• _Text section_:
-=-=-=-=-

During the company’s first quarter ending Sept. 30, net sales in North America climbed 9% to $288.4m year-over-year, or about 3% once adjusted for foreign exchange, acquisitions, divestitures and discontinued brands, helping to offset an expected 20% decline in international net sales, which eases to about a 7% drop after adjustments.
Despite an overall dip of 3% in net sales to $439.4m compared to the same time last year, company executives were upbeat about the remainder of the year in call with investment analysts yesterday and reaffirmed the business’ annual profit guidance with a few “continued caveats” that account for the unusually volatile environment.
“We live in a volatile world, and there are many sources of potential upside and downside based on things outside of our control. The challenge includes currency fluctuations, consumer behavior, recessions, inflation, the Russia-Ukraine war, just to name a few,” CEO Mark Schiller intoned during the company’s Q1 earnings call.
“That said,” he added, “we’re doing a good job controlling the controllables and now have more visibility than we did just a few months ago and are optimistic that we’ll begin to see some normalizing.”
Supply chain improvements, price increases bolster North American sales
He attributed much of the growth in the North American market to improvements in the supply chain for several brands, including Terra, which saw net sales climb 27% in the quarter – the highest for the brand in almost four years – after the resolution of extended supply disruptions. Sensible Portions consumption also grew double-digits, as it has for the past three years, despite some supply challenges in the quarter.
Improvements in Hain Celestial’s internal supply chain, streamlined factories that allow for higher throughput and less waste and more “productivity as resources are freed up from fighting supply issues,” also helped boost the company’s gross margins in North America to 22.7%, a 130-basis point increase from the prior year.

-=-=-=-=-

• _Listed entries_:

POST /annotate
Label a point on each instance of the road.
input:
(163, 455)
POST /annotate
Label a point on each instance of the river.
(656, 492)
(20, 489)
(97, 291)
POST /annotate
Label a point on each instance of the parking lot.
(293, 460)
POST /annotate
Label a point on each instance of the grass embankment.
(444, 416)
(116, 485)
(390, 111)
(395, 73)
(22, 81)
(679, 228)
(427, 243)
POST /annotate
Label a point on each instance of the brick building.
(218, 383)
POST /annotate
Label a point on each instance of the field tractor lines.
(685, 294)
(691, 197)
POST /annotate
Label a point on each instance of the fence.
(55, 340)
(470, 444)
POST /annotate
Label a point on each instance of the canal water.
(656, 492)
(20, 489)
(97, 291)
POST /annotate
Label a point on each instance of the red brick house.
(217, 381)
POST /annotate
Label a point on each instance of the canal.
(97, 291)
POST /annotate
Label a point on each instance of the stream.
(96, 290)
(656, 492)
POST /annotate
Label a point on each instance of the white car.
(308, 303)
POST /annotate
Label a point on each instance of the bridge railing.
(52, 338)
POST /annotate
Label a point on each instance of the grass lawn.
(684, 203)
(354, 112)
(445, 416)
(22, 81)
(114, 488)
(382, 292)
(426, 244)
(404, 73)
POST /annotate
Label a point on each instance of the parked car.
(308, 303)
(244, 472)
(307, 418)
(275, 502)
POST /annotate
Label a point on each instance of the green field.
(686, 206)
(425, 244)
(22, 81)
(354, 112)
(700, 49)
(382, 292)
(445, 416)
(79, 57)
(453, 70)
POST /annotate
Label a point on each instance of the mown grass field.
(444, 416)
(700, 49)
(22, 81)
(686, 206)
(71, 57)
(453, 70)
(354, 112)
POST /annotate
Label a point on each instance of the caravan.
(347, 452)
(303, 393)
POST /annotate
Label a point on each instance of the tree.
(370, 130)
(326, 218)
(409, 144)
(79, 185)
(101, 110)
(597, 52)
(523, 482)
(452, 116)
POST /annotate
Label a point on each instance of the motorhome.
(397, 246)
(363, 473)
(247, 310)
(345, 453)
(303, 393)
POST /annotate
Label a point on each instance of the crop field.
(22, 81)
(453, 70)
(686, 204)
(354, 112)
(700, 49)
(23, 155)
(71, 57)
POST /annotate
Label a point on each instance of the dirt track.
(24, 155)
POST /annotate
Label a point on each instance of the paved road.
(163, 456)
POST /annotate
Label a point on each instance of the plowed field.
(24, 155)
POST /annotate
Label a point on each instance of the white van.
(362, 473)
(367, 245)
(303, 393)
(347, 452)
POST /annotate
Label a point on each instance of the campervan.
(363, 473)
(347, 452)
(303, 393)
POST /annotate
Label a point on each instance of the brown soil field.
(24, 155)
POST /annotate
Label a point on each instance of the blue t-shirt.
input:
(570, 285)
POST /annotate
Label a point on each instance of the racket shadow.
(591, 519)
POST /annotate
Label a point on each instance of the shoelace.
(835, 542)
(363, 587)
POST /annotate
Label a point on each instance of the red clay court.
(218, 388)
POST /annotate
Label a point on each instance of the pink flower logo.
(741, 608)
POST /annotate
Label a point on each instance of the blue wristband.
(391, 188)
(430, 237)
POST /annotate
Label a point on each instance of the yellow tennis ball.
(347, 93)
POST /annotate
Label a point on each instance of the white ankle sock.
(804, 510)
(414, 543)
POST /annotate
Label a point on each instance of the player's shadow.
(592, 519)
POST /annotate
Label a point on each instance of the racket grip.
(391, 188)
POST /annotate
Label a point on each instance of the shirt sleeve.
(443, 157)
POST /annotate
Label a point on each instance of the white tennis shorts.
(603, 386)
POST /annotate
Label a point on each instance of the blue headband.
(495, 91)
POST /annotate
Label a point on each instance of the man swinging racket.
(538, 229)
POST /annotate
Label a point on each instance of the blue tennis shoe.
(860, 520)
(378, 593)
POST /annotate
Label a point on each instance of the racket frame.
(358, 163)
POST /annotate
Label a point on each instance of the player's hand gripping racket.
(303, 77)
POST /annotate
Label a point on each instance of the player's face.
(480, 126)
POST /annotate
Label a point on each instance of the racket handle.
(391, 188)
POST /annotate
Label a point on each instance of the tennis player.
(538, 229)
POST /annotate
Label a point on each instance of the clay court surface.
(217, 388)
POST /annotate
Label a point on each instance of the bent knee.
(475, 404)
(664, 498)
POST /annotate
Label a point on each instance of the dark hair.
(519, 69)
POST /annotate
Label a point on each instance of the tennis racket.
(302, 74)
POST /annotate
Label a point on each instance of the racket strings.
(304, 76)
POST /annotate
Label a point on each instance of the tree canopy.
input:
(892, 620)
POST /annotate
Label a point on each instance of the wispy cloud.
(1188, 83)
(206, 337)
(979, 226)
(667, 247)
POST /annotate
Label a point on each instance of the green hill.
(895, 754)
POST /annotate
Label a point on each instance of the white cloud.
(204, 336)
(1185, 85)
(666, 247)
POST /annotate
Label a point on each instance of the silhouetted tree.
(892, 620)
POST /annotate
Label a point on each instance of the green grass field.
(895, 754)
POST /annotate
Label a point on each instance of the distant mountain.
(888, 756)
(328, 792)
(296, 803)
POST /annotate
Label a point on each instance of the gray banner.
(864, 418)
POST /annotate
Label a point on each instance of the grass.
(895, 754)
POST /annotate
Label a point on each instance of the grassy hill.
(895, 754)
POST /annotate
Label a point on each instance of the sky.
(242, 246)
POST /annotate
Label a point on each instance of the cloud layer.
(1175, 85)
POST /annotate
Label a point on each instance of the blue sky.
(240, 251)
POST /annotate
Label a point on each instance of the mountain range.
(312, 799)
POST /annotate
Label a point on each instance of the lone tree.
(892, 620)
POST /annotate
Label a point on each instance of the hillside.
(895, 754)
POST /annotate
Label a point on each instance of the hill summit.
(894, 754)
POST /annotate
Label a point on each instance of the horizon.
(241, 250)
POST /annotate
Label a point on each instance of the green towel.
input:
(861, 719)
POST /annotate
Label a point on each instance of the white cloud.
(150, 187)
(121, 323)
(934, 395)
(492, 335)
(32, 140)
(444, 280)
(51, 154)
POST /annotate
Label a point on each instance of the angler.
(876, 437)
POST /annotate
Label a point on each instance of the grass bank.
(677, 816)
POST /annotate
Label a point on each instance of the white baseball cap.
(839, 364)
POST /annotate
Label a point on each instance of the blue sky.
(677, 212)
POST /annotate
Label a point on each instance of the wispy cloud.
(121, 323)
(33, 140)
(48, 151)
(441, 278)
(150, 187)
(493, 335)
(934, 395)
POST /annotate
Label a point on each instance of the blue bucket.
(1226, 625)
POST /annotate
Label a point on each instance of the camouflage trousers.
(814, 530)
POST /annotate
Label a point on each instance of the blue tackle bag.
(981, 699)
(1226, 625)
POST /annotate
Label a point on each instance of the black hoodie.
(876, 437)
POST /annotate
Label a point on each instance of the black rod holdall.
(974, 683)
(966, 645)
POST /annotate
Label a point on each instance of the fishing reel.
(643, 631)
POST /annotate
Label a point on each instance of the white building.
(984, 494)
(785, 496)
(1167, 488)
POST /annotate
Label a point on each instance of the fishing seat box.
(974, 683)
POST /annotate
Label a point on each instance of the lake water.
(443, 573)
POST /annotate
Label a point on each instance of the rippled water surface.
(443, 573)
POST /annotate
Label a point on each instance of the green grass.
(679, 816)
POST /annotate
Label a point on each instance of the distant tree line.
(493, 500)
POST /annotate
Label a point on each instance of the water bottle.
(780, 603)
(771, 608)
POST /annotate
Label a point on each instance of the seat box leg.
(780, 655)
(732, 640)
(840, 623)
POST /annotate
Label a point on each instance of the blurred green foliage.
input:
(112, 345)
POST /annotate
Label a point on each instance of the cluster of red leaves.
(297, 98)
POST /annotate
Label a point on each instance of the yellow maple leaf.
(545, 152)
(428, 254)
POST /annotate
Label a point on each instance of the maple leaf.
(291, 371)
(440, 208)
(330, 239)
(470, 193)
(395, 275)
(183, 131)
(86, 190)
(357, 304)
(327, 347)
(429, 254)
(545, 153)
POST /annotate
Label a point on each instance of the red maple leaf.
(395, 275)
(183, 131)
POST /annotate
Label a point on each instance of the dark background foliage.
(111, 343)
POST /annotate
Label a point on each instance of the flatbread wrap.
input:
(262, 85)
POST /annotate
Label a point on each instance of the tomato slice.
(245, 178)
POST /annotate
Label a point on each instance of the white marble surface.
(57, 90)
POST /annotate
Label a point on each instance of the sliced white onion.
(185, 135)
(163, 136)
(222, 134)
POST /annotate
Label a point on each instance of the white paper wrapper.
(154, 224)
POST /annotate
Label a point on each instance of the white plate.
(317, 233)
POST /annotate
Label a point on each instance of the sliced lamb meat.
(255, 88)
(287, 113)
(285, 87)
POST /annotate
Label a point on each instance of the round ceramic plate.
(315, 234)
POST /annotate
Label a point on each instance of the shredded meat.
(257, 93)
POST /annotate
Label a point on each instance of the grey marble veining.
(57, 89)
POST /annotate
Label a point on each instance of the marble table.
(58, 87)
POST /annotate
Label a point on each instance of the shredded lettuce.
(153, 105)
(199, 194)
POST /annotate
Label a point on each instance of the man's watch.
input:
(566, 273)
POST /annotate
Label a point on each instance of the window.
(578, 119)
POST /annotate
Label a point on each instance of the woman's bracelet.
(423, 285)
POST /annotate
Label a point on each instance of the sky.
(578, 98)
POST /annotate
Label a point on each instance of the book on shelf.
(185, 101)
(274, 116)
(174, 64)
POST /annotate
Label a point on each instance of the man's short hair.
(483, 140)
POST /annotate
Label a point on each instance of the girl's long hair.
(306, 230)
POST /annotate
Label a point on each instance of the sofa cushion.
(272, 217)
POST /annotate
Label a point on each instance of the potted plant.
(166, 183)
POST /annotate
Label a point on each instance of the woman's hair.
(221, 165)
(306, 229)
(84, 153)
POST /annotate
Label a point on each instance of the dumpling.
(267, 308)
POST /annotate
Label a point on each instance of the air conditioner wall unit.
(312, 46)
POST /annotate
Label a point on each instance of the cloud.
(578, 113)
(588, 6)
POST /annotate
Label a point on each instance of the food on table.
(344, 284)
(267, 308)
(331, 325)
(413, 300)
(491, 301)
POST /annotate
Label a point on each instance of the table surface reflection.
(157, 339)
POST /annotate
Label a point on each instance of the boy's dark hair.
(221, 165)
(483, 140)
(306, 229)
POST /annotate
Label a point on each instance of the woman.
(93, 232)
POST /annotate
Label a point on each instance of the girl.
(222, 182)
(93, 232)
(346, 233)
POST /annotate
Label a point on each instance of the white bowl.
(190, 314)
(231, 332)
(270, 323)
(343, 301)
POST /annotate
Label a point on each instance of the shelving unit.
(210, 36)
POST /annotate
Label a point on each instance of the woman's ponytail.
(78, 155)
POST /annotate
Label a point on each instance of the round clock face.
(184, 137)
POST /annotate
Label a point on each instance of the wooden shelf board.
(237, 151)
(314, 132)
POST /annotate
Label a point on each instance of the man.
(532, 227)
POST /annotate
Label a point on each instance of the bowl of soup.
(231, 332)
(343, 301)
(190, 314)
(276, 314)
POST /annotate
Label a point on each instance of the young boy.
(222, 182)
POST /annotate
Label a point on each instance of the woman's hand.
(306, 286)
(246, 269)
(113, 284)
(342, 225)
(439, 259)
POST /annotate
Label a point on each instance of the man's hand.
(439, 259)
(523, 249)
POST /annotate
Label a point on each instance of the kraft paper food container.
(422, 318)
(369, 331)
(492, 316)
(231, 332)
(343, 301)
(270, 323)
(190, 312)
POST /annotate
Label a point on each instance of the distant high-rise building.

-=-=-=-=-

• _What to do_: Pick up the article on Hain Celestial's first-quarter sales right after its last sentence and keep it going.

• _The answer_:
As with other aspects of the business, this helped soften the overall decline in Hain Celestial’s margin, which came in at 8.3%, representing a 210-basis point drop from the prior year.
Finally, Schiller attributed the success in North America to additional pricing during the first quarter and elasticities that “remain relatively low and in line with our planned assumptions.” He added that more pricing is coming across the company’s global portfolio, which should help further bolster the company’s results in the back half of the year.
Q2 could dip before improvements in back half of year
While Schiller is optimistic about the North American business for the full year, and pleased with the Q1 performance, he cautioned it could soften slightly in the second quarter as it laps high demands from the same period last year.
For example, the company expects continued shortages on baby formula with less inventory to sell in Q2 than it has had available in previous quarters, as well as a dip in tea sales due to warmer weather and overlapping the Omicron COVID surge from last year.
However, Schiller added, “we’re working with our retail partners on how to bet improve the shelf set and merchandise the category to optimize the upcoming season.”
Looking forward, Schiller said he expects additional improvements in the back half of the year as inflation eases slightly.
“The input costs are starting to crest, and while we expect second half inflation to still be up double digits, it should be lower than we experienced in the first half,” Schiller said. In addition, he said he expects fewer supply disruptions as global demand eases.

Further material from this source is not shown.